* **Exercise goal**
Look for "Locate the sunlight" in the listing below, then copy exactly the line it appears in and all lines after it to the end, and nothing more.

* **Material for this task**
--*--

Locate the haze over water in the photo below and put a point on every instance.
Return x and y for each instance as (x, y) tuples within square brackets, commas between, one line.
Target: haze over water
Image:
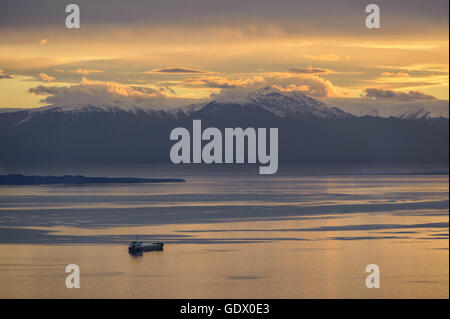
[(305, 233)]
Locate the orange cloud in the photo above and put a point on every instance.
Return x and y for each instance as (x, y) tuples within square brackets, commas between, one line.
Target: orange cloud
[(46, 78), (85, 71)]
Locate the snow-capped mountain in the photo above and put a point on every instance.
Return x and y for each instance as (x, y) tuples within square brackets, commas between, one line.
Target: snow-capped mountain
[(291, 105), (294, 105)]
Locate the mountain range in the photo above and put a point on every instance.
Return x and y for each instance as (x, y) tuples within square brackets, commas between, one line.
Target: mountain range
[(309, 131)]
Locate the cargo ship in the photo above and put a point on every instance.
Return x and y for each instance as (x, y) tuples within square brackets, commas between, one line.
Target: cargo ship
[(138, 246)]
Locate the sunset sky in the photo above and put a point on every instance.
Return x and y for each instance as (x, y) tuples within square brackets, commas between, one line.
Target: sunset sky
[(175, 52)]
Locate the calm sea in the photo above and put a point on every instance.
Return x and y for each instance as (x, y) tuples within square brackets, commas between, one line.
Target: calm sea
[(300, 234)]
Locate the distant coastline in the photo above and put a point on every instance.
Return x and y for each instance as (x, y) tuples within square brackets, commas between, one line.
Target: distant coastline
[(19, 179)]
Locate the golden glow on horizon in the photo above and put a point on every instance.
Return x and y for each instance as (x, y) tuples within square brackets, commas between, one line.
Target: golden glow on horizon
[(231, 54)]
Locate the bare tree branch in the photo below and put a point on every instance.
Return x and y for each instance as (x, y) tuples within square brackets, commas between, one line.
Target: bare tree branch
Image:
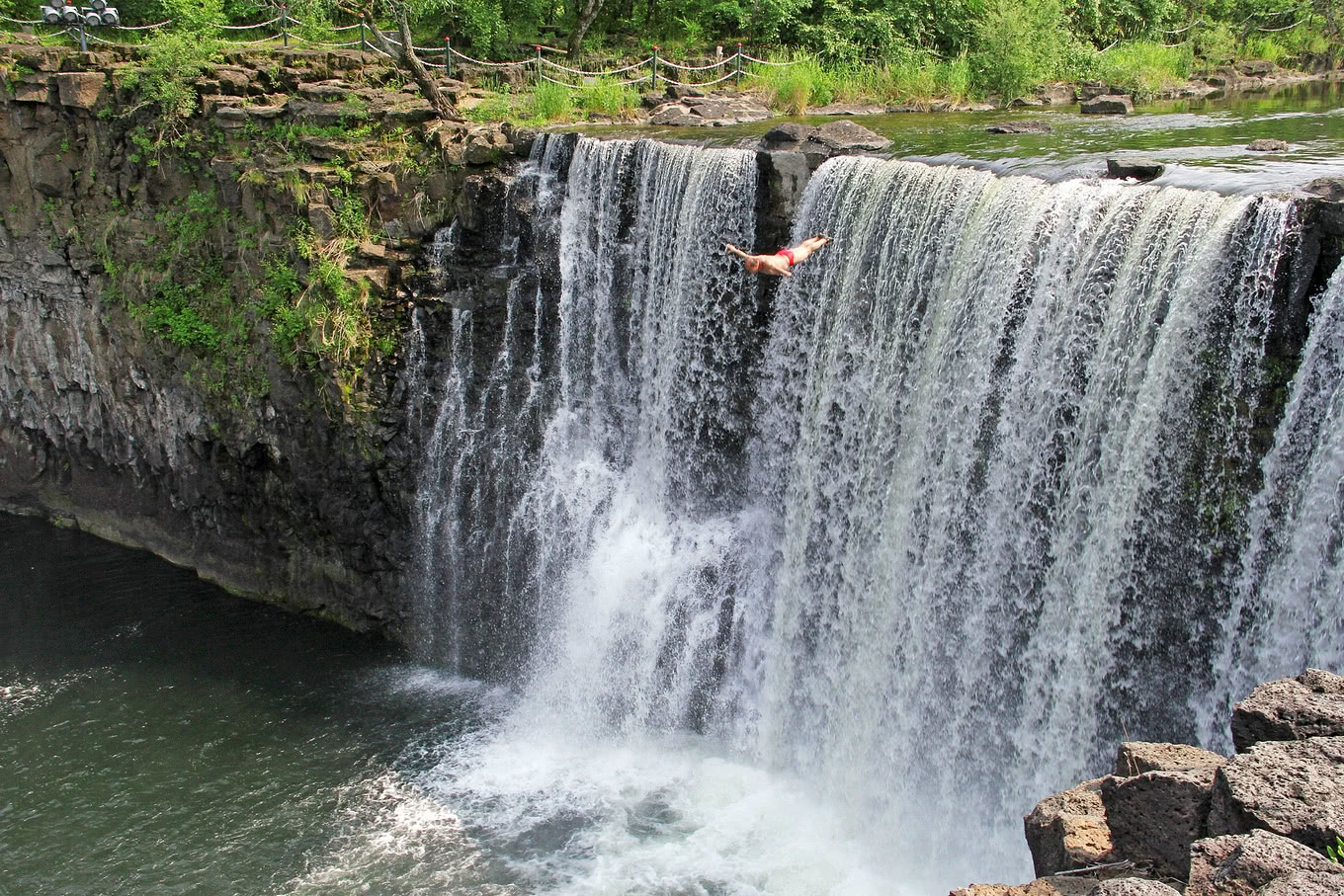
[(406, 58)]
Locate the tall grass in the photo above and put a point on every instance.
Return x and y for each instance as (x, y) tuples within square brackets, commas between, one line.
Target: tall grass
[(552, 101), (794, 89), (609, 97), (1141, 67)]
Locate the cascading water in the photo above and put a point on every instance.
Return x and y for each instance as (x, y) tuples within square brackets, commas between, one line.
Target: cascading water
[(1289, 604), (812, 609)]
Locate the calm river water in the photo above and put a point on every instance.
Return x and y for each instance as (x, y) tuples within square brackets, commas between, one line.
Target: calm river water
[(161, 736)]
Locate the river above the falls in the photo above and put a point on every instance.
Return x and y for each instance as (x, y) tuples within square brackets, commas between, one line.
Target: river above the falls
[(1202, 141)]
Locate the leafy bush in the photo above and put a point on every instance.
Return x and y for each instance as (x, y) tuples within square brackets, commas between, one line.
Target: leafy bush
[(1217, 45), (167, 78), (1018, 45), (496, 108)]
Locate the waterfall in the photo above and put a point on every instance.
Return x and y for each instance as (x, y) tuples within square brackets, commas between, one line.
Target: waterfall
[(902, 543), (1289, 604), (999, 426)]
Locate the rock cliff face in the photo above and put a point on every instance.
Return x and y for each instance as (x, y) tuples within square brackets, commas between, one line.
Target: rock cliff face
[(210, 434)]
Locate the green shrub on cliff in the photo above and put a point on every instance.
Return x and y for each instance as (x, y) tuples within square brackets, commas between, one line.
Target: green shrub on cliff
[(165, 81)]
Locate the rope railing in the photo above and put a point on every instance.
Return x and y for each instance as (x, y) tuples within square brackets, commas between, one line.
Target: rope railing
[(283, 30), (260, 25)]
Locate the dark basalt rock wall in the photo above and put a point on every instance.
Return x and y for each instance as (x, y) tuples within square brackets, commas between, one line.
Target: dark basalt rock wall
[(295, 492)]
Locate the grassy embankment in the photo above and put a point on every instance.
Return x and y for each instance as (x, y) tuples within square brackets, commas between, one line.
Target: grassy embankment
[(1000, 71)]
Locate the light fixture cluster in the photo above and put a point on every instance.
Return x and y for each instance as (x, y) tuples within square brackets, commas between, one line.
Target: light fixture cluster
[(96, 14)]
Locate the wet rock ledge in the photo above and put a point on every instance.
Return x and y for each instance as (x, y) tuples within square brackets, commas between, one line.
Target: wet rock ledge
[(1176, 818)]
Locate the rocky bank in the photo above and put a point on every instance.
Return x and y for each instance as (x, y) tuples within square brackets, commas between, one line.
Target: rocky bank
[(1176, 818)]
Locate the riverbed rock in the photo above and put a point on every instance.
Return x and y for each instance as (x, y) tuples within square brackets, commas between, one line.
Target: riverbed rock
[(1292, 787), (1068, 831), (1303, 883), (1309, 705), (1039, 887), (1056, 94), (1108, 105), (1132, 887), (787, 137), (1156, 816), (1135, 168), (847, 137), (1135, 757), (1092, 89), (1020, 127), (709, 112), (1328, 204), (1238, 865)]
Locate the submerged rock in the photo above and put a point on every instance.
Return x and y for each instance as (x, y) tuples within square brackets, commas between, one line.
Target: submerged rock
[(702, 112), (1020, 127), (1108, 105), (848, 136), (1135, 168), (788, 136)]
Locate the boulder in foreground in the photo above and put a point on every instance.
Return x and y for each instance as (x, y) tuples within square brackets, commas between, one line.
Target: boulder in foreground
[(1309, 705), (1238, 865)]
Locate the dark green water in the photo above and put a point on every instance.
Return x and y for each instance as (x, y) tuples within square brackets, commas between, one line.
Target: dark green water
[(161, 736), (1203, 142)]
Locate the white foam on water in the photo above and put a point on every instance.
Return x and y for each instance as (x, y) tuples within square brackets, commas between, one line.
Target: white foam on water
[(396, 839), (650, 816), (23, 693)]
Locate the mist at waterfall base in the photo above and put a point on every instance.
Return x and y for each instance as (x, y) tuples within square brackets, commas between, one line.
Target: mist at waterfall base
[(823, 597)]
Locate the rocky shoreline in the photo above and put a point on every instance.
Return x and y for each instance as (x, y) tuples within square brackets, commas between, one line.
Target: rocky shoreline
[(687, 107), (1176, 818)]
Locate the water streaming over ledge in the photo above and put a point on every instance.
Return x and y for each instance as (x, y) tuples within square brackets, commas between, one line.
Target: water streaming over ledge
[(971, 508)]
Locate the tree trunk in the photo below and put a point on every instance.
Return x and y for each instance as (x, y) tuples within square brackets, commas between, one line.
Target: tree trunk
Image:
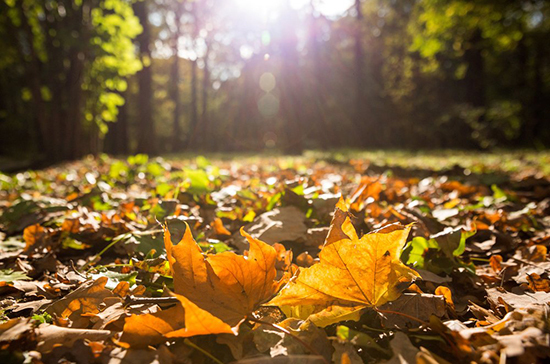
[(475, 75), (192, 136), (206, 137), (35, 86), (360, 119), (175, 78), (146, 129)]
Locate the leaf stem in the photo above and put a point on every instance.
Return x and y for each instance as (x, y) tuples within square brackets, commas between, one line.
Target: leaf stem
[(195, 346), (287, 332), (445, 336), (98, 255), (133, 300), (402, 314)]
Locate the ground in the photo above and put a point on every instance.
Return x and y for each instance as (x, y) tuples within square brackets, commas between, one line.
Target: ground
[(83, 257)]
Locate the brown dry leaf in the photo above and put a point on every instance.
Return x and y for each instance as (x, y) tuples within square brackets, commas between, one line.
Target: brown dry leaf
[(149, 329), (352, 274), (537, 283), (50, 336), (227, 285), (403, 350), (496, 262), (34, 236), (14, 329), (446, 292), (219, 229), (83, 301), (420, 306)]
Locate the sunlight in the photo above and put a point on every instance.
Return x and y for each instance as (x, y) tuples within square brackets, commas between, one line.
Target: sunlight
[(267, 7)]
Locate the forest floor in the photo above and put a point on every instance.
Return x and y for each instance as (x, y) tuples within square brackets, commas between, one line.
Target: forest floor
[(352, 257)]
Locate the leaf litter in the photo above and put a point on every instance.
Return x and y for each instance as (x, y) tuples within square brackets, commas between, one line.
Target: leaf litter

--*--

* **Answer to the problem**
Locate the sunlight in the photo above and put a point on every instance.
Return x and y for each instance as (x, y) tuples within square brackets, commas between, one line.
Target: sunlight
[(267, 7)]
Locate the forest floor in the photo above and put a point on every instance.
Return x and y for each instance as (x, y) tuples within square brackets, commas between, one line.
Target: forest floor
[(352, 257)]
Locate the leaf litter in the photo above and put a point on every instance.
Return x and y for each instance as (x, y) tuples within square brackets, commas between, one line.
Target: leaf litter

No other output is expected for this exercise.